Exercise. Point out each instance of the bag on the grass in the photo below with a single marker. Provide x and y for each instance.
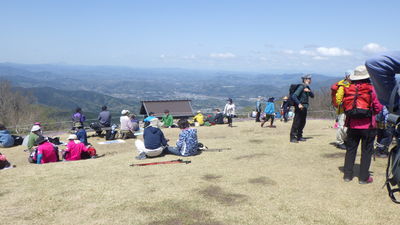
(393, 173)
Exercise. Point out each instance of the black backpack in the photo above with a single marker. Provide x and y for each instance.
(292, 89)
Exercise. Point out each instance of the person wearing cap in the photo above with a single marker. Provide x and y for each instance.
(269, 112)
(300, 97)
(6, 140)
(46, 152)
(341, 116)
(258, 109)
(33, 136)
(199, 118)
(167, 119)
(361, 127)
(78, 118)
(383, 69)
(74, 149)
(126, 127)
(154, 141)
(229, 111)
(285, 108)
(104, 119)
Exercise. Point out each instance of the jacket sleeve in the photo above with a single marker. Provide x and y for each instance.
(295, 96)
(340, 95)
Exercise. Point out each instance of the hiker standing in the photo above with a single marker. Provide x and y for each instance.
(341, 117)
(361, 105)
(269, 112)
(229, 111)
(300, 98)
(258, 109)
(285, 108)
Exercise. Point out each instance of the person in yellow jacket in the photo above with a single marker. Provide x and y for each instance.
(341, 117)
(199, 118)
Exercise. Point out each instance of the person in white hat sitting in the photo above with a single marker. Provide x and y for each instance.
(74, 149)
(126, 126)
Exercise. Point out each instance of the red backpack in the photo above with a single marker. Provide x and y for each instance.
(357, 100)
(334, 89)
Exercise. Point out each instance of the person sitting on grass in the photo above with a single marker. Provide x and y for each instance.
(187, 144)
(154, 141)
(81, 134)
(74, 149)
(167, 119)
(6, 140)
(46, 152)
(269, 112)
(199, 118)
(219, 117)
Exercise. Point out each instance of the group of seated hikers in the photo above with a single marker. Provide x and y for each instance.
(156, 144)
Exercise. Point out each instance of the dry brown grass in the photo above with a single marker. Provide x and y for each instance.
(268, 181)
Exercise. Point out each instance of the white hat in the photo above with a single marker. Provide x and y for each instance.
(35, 128)
(124, 112)
(72, 137)
(360, 73)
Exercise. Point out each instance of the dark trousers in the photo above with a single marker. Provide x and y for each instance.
(354, 136)
(299, 122)
(258, 116)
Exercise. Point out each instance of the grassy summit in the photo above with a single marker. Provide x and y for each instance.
(263, 179)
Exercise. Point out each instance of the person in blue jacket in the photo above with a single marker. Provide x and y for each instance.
(269, 112)
(6, 140)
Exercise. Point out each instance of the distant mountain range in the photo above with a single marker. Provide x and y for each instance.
(90, 87)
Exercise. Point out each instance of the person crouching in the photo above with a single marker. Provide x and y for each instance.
(154, 141)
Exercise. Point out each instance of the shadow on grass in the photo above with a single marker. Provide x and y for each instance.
(210, 177)
(265, 181)
(216, 193)
(252, 156)
(172, 212)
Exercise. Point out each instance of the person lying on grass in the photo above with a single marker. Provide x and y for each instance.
(187, 145)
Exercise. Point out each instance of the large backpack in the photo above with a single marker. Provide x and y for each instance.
(334, 89)
(292, 89)
(357, 100)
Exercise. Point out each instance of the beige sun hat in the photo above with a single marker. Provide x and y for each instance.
(72, 137)
(360, 73)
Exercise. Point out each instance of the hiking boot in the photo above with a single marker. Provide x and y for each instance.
(368, 181)
(341, 146)
(301, 139)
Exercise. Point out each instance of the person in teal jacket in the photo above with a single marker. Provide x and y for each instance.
(269, 112)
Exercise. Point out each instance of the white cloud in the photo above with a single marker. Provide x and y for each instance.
(324, 51)
(226, 55)
(372, 48)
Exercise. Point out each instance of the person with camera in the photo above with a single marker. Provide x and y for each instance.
(360, 106)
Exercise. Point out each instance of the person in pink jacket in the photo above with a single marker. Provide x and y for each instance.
(361, 105)
(46, 152)
(74, 149)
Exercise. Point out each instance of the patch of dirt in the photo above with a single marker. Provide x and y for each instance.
(334, 155)
(216, 193)
(209, 177)
(256, 141)
(177, 213)
(266, 181)
(250, 156)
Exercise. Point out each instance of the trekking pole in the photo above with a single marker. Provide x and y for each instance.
(162, 162)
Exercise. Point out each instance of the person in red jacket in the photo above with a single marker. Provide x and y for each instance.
(360, 106)
(46, 152)
(74, 149)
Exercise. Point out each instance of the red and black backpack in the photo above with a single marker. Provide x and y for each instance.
(357, 100)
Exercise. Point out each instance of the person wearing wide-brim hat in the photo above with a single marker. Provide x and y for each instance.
(360, 104)
(301, 103)
(46, 152)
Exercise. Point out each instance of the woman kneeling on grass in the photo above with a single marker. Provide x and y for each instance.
(187, 144)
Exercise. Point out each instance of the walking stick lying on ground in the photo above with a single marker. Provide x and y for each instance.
(162, 162)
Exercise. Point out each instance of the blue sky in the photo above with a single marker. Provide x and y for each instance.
(262, 36)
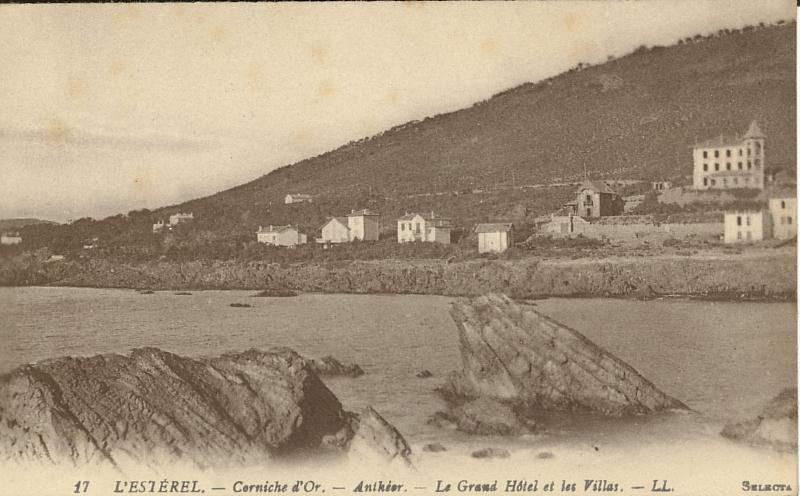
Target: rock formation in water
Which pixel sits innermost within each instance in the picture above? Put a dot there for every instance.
(155, 407)
(373, 435)
(328, 366)
(775, 427)
(516, 355)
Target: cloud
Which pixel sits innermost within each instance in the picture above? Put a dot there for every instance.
(57, 133)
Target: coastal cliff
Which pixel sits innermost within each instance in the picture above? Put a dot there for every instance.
(514, 354)
(768, 275)
(153, 408)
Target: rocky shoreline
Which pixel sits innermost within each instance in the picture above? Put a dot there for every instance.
(770, 275)
(152, 407)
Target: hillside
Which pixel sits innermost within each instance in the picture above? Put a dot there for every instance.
(634, 117)
(14, 224)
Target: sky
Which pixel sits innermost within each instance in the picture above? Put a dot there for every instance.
(107, 108)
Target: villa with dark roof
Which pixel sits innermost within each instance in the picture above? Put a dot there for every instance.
(361, 225)
(597, 199)
(729, 162)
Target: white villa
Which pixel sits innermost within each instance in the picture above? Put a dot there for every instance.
(280, 236)
(730, 162)
(783, 213)
(180, 217)
(335, 230)
(422, 227)
(495, 238)
(363, 225)
(297, 198)
(746, 226)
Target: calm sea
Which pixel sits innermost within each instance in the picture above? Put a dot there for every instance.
(723, 359)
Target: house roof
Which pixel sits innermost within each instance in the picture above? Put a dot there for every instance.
(496, 227)
(732, 173)
(274, 229)
(597, 186)
(341, 220)
(722, 140)
(427, 217)
(782, 193)
(754, 131)
(363, 212)
(719, 141)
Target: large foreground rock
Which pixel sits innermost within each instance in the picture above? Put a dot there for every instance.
(155, 407)
(775, 427)
(517, 355)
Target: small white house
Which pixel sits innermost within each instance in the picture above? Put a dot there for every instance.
(297, 198)
(280, 236)
(364, 225)
(423, 227)
(180, 217)
(495, 238)
(783, 212)
(10, 239)
(747, 226)
(335, 230)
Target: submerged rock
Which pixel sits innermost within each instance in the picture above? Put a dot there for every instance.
(275, 293)
(155, 407)
(373, 435)
(517, 355)
(775, 427)
(328, 366)
(486, 416)
(491, 453)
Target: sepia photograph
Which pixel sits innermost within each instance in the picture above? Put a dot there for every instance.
(457, 248)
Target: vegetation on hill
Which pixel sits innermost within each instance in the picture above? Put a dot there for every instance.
(16, 224)
(633, 117)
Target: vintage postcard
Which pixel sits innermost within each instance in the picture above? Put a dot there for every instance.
(398, 248)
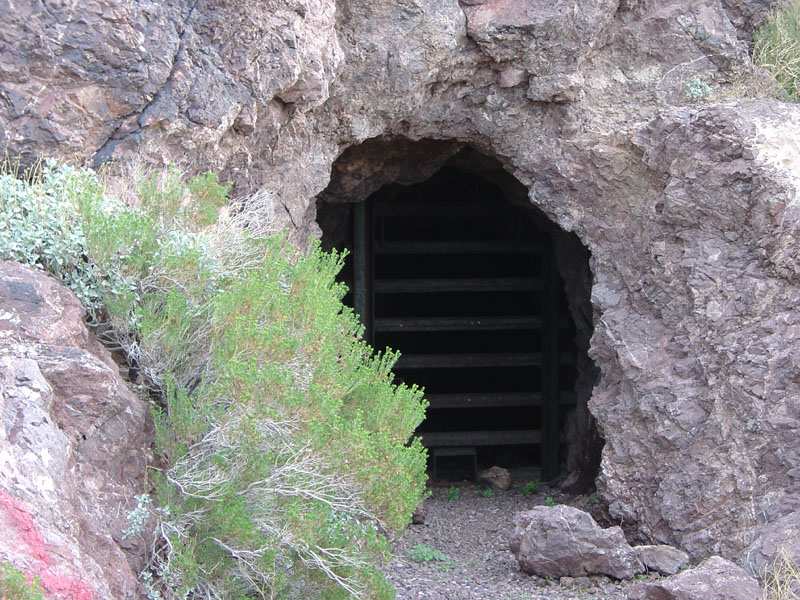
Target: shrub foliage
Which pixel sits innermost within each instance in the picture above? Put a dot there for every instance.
(14, 585)
(288, 447)
(777, 48)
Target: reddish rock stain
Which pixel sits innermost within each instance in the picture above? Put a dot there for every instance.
(30, 537)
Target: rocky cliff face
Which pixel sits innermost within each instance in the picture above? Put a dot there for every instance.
(74, 445)
(687, 206)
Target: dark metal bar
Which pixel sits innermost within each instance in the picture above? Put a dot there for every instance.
(462, 361)
(458, 324)
(480, 438)
(550, 382)
(414, 286)
(459, 247)
(492, 400)
(477, 360)
(497, 400)
(438, 208)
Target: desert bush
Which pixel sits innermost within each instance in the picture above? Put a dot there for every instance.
(14, 585)
(777, 48)
(289, 447)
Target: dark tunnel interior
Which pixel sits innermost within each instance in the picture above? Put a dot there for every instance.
(465, 285)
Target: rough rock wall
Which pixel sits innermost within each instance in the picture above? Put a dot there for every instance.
(687, 208)
(74, 445)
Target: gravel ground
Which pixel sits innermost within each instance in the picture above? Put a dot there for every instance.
(471, 535)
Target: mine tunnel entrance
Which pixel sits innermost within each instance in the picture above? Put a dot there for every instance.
(466, 286)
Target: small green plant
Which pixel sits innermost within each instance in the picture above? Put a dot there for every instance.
(776, 47)
(697, 89)
(288, 449)
(452, 493)
(15, 585)
(424, 553)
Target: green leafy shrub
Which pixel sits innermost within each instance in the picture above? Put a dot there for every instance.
(14, 585)
(697, 89)
(776, 47)
(289, 447)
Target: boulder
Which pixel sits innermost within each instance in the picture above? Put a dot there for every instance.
(775, 544)
(74, 444)
(713, 579)
(497, 477)
(563, 541)
(662, 558)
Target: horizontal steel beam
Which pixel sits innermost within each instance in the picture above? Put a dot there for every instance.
(475, 360)
(480, 438)
(493, 400)
(458, 324)
(458, 247)
(453, 209)
(489, 284)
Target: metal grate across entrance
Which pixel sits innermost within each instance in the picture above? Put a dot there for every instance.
(465, 286)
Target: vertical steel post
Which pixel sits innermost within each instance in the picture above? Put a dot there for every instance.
(550, 356)
(362, 293)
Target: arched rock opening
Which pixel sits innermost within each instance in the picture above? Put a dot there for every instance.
(486, 298)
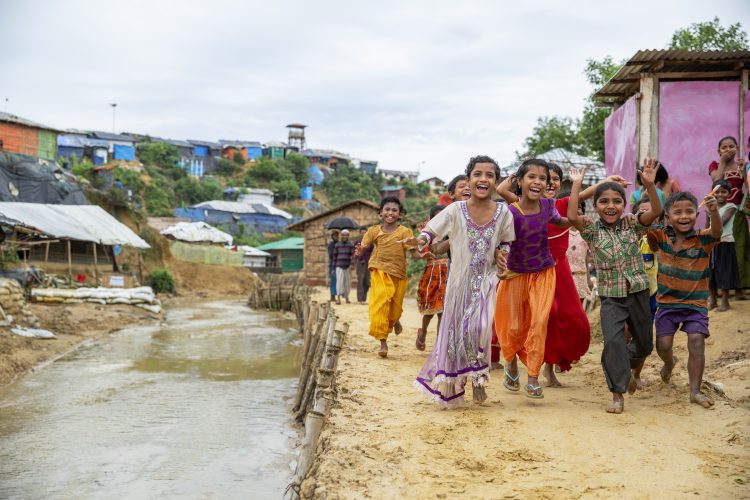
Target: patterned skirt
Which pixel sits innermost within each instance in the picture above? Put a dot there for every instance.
(431, 292)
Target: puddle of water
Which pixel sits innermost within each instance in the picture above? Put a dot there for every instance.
(197, 407)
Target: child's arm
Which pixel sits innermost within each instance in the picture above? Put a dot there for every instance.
(576, 176)
(505, 190)
(589, 191)
(648, 175)
(717, 226)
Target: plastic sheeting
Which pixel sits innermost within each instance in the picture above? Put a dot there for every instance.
(196, 232)
(75, 222)
(29, 179)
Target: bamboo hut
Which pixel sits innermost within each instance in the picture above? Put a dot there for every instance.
(317, 236)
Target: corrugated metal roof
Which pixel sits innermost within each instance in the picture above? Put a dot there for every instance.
(626, 81)
(595, 170)
(243, 208)
(10, 118)
(293, 243)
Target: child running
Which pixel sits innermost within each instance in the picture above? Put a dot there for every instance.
(387, 271)
(431, 291)
(476, 228)
(683, 285)
(526, 294)
(622, 280)
(568, 330)
(725, 274)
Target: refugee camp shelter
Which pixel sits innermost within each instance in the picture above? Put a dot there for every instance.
(316, 236)
(236, 217)
(675, 105)
(288, 253)
(22, 136)
(35, 180)
(121, 146)
(81, 234)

### Required work
Each line from the one containing "Target: bamboo hut" to the end of the listing above should be copied exactly, and nothing else.

### Worked answer
Target: bamboo hut
Which pixel sits innermost within each instance in the picture above? Put a dot there for every instance.
(317, 236)
Target: corrugated metal roof
Which pixel sits innermost within each instance in the picture above? Put a dot there for every instance.
(626, 81)
(595, 170)
(243, 208)
(10, 118)
(293, 243)
Target: child running
Which pixel sits innermost within each instance in the picture above? Put a dot there for every instance.
(387, 271)
(431, 291)
(476, 228)
(683, 285)
(526, 294)
(622, 280)
(568, 330)
(725, 274)
Target: refugee camp shelter
Which pixel sits innermost within each instance in the picture above? Put a dot there for every instance.
(316, 236)
(236, 217)
(675, 105)
(288, 253)
(22, 136)
(35, 180)
(121, 146)
(81, 234)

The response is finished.